**PROBLEMA**
Secondo il brano selezionato su alimentazione e cardiopatie, quanti decessi per malattie cardiache ischemiche si sono verificati nel mondo nel 2017?

**BRANO SELEZIONATO**

Se si seguissero le regole della sana alimentazione, più verdura e meno grassi, si potrebbero prevenire i due terzi dei decessi per patologie cardiache nel mondo. La dieta scorretta uccide più di ipertensione e fumo.

Più pesce, frutta, verdura, noci e farina integrale. Meno, molto meno, quasi niente, bevande zuccherate, alimenti processati, grassi saturi. Così facendo si eviterebbero nel mondo sei milioni di morti per malattie cardiache, pari ai due terzi del totale.  Sì perché secondo i calcoli di uno studio appena pubblicato sull’European Heart Journal - Quality of Care and Clinical Outcomes la cattiva alimentazione è il principale fattore di rischio nelle morti per cardiopatie ischemiche, patologie caratterizzate da un ridotto apporto di ossigeno al cuore che possono sfociare in un infarto.

Mangiare male uccide più dell’ipertensione, del colesterolo alto e del fumo.

«L’ideale sarebbe consumare ogni giorno dai 200 ai 300 milligrammi di acidi grassi omega 3 provenienti dal pesce. Inoltre, dovremmo assicurarci una dose quotidiana di 200-300 grammi di frutta, 290-430 grammi di verdura, 16-25 grammi di noci e 100-150 grammi di cereali integrali», spiega Xinyao Liu della Central South University, di Changsha, in Cina che ha guidato lo studio.

I ricercatori hanno analizzato i dati contenuti nel Global Burden of Disease Study 2017, il rapporto del Lancet sull’impatto delle malattie nel mondo condotto in 195 Paesi tra il 1990 e il 2017.

Nel 2017, secondo le stime del Lancet, vivevano nel mondo 126,5 milioni di persone con malattie cardiache ischemiche, erano state registrate 10,6 milioni di nuove diagnosi ed erano avvenuti 8,9 milioni di decessi causati da quelle patologie, pari al 16 per cento di tutte le morti (nel 1990 si trattava del 12,6 per cento del totale dei decessi). «Sebbene siano stati compiuti progressi nella prevenzione delle malattie cardiache e nel miglioramento della sopravvivenza, in particolare nei Paesi sviluppati, il numero di persone affette da queste patologie continua ad aumentare a causa della crescita della popolazione e dell’invecchiamento», ha affermato Xinyao Liu.

**MATERIALE ESTRATTO**
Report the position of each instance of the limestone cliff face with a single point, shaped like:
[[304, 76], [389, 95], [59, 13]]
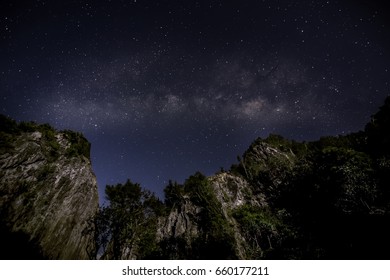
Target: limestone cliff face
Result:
[[48, 190]]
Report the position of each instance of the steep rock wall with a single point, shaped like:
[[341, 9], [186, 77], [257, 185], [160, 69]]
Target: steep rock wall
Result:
[[48, 190]]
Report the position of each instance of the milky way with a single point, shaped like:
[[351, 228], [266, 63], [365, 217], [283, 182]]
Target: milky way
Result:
[[165, 88]]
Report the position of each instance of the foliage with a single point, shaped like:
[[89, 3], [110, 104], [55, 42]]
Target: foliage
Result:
[[127, 226], [216, 239], [263, 231]]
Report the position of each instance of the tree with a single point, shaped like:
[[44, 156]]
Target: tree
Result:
[[126, 228]]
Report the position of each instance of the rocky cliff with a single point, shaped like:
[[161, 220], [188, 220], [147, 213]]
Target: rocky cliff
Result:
[[326, 199], [48, 192]]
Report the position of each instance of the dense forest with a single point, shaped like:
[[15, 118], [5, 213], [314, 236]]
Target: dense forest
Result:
[[327, 199]]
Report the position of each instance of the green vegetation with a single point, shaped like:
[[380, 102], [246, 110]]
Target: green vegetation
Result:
[[128, 225]]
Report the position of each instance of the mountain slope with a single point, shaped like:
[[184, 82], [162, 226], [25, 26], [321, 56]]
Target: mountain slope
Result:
[[48, 192]]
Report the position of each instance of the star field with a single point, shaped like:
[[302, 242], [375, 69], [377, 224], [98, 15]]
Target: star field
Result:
[[165, 88]]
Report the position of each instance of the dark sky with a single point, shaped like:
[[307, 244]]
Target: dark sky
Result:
[[166, 88]]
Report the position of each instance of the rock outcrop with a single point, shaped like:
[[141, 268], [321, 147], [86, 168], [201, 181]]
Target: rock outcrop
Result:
[[48, 191]]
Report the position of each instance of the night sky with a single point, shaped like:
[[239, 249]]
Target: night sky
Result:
[[162, 89]]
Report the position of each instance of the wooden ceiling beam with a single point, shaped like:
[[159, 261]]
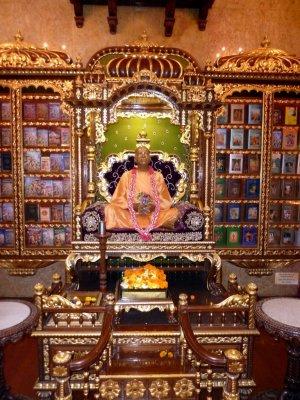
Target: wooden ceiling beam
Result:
[[78, 11], [112, 16], [203, 13], [169, 17]]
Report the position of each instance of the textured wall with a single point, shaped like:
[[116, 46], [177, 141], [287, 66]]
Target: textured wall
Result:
[[231, 23]]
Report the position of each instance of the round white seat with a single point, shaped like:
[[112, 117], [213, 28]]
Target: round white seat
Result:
[[283, 310], [12, 313]]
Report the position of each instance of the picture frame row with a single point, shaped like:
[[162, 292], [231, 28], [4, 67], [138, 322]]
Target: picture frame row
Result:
[[284, 237], [236, 212], [48, 237], [35, 187], [48, 213], [236, 236], [238, 139], [237, 188], [238, 164], [284, 213], [37, 110], [46, 137], [237, 113]]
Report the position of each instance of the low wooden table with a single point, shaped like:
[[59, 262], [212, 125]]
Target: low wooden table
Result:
[[281, 318], [17, 318]]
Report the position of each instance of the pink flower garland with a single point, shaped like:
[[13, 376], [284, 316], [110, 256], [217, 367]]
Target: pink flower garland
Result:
[[144, 233]]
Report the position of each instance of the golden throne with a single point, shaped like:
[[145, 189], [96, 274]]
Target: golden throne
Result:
[[159, 90]]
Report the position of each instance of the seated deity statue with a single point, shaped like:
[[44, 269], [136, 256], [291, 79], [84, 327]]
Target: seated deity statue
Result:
[[141, 200]]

**RISPOSTA AL QUESITO**
8,9 milioni, pari al 16 per cento di tutte le morti.